[DIRECTIONS FOR THIS TASK] Print the listing below word for word, leaving out the pictures.

Dataset excerpt:
════════════════════
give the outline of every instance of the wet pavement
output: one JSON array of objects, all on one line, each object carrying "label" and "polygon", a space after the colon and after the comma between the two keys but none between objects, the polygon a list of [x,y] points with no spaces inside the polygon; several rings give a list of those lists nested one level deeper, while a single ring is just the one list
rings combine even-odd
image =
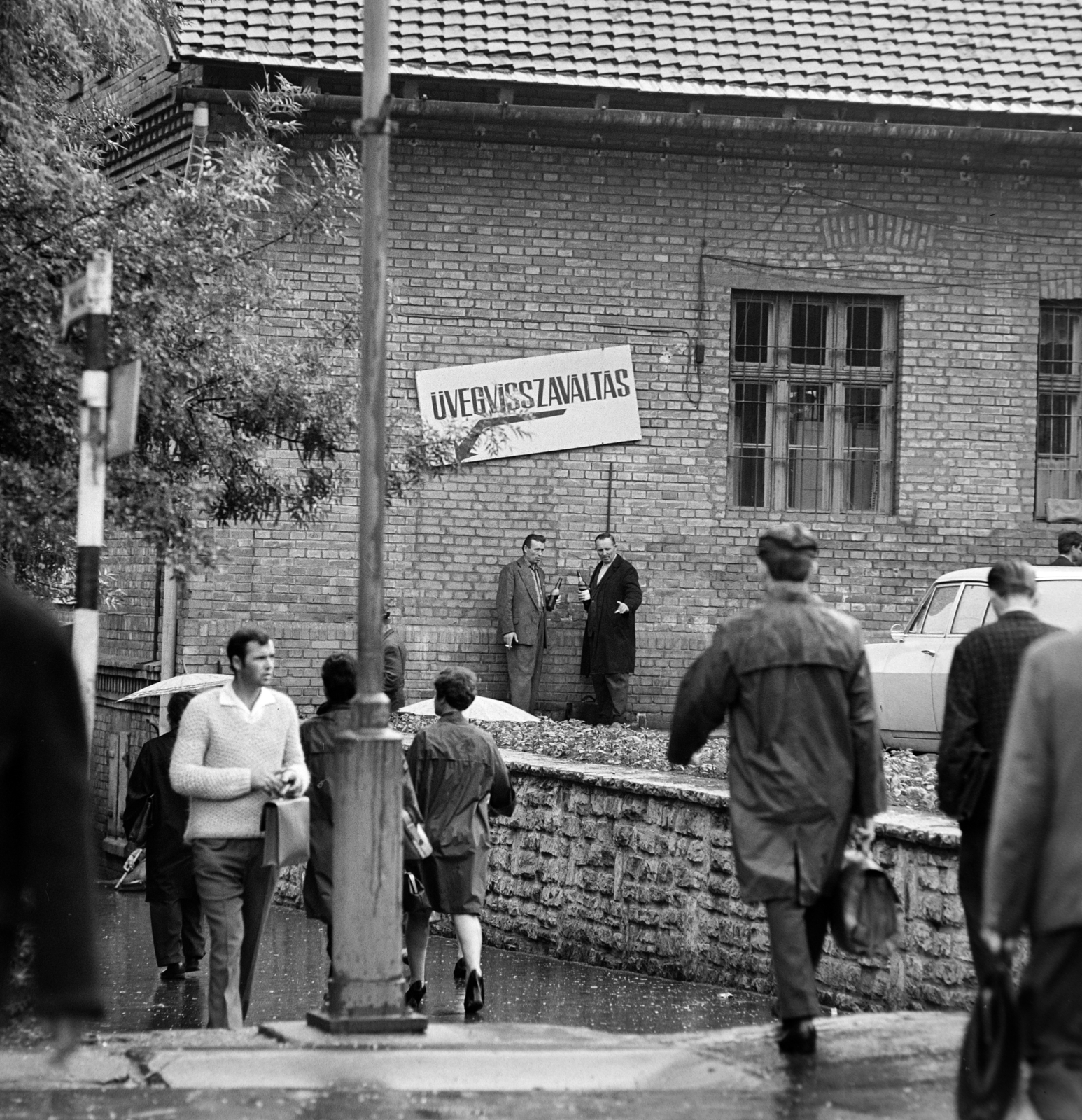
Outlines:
════════════════════
[ANSWER TO THE PROBLEM]
give the outline of every instance of the wet pavement
output: one JSON array of objects, all on one line, each object carrying "label" and "polygon", a space after the colon and after the comma between the two keys but none between objects, the polygon a list of [x,y] points with no spaces inside the polygon; several rings give a list of those lists nested one level deeper, while a single ring is just the one list
rings combine even-odd
image =
Outlines:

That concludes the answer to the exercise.